» **TASK DETAILS**: Return the records word for word. Any pictures in them are not part of the copy.

-- begin --

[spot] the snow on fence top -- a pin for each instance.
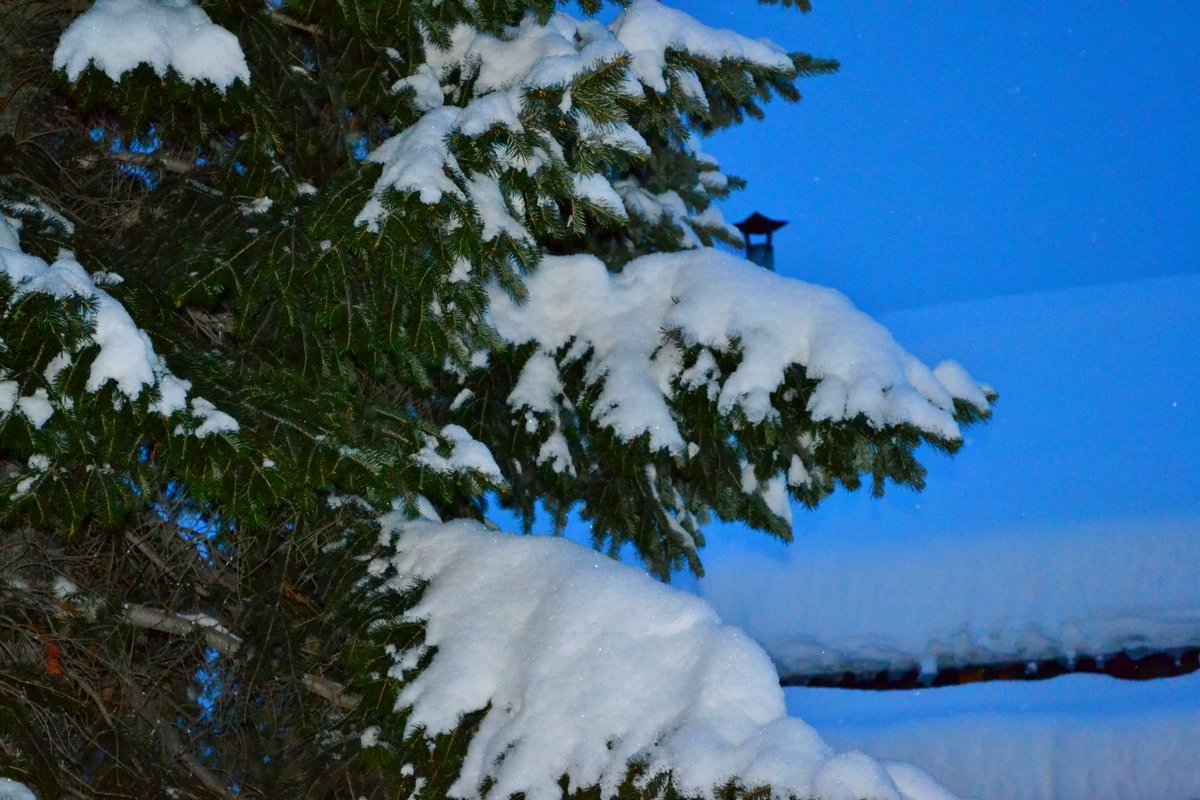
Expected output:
(586, 663)
(719, 302)
(118, 35)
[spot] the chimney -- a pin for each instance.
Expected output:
(761, 252)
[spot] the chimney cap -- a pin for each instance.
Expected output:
(756, 223)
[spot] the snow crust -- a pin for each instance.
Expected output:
(723, 304)
(1071, 738)
(588, 663)
(119, 35)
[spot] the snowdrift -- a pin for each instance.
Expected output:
(1067, 525)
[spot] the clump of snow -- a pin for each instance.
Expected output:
(211, 419)
(126, 356)
(259, 205)
(723, 304)
(118, 35)
(12, 789)
(467, 453)
(586, 665)
(527, 56)
(649, 29)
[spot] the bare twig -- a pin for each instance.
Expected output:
(163, 621)
(283, 19)
(228, 644)
(331, 691)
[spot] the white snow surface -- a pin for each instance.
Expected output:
(126, 355)
(119, 35)
(588, 663)
(648, 29)
(1068, 525)
(467, 453)
(720, 302)
(1071, 738)
(12, 789)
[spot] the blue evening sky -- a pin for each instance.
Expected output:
(975, 149)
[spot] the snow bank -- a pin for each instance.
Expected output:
(723, 304)
(1027, 595)
(1069, 525)
(1072, 738)
(119, 35)
(588, 663)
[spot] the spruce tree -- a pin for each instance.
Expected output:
(268, 274)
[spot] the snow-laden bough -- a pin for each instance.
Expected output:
(586, 665)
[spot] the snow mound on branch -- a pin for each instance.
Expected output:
(649, 29)
(126, 355)
(118, 35)
(721, 304)
(586, 665)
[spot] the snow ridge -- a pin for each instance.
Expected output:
(588, 663)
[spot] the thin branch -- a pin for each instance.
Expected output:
(228, 644)
(142, 160)
(283, 19)
(163, 621)
(173, 746)
(331, 691)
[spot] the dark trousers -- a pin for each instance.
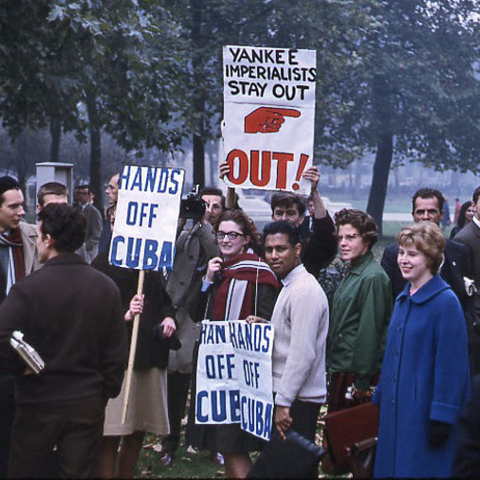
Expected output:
(304, 421)
(75, 427)
(178, 385)
(304, 418)
(7, 412)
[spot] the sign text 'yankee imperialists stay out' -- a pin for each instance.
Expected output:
(269, 98)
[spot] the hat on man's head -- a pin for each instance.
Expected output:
(8, 183)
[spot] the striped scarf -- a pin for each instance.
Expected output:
(13, 263)
(235, 297)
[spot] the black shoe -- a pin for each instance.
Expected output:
(216, 457)
(166, 458)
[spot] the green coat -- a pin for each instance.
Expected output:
(361, 311)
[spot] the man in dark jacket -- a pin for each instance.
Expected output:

-- end --

» **THE RESULT**:
[spot] the snow on fence top -- a pin for each instance.
Expected output:
(586, 663)
(719, 302)
(118, 35)
[spot] the chimney -- a pin for each instance.
Expected output:
(761, 252)
[spot] the chimney cap -- a pin for each instance.
Expected output:
(756, 223)
[spot] the snow crust -- a pin for each instance.
Expected output:
(723, 304)
(1071, 738)
(588, 663)
(119, 35)
[spot] the snowdrift -- a pin for each instance.
Expected output:
(1067, 525)
[spot] the clump of snow -- a pin for each instance.
Expected output:
(211, 419)
(126, 356)
(259, 205)
(723, 304)
(118, 35)
(12, 789)
(467, 453)
(586, 665)
(527, 56)
(649, 29)
[spot] the bare twig -- a pin for each instance.
Expected output:
(163, 621)
(283, 19)
(228, 644)
(331, 691)
[spot] the white snow surface -- a pin for each instance.
Expected output:
(126, 355)
(119, 35)
(588, 663)
(648, 29)
(1068, 525)
(467, 453)
(720, 302)
(1071, 738)
(12, 789)
[spot] the blue evening sky -- a pin for each instance.
Expected output:
(975, 149)
[spot] the snow bank -- a pin for each instance.
Expected output:
(723, 304)
(1027, 595)
(1069, 525)
(1072, 738)
(119, 35)
(588, 663)
[spot] the spruce tree -- a pin for each instance.
Expected output:
(268, 274)
[spot] the snow-laden bough -- a pin for each instance.
Expected output:
(586, 665)
[spot] the snow mound on branch -- a pin for each instance.
Expected output:
(649, 29)
(126, 355)
(118, 35)
(721, 304)
(586, 665)
[spot] the snow ridge -- a pin for each instance.
Expected output:
(588, 663)
[spot] the thin branch -- a pin for each instance.
Expected output:
(228, 644)
(142, 160)
(283, 19)
(163, 621)
(173, 746)
(331, 691)
[spot] the dark trousers -- a pin for each instance.
Expected output:
(304, 421)
(75, 427)
(178, 385)
(304, 418)
(7, 412)
[spot] the sign text 'yankee imperialists stay out' -- a pin for each instance.
Expected output:
(269, 98)
[spot] the hat on man's head -- a pin for each instance.
Expected output:
(8, 183)
[spot] the striped scarf -- a pin for each instance.
Expected output:
(13, 263)
(235, 297)
[spot] the black shoe -- a pin for each instance.
Expected output:
(216, 457)
(166, 458)
[spot] the green coat -- a pin for each instance.
Expected output:
(361, 311)
[spot] the man in dark jacket -- a pin for each instance.
Expected output:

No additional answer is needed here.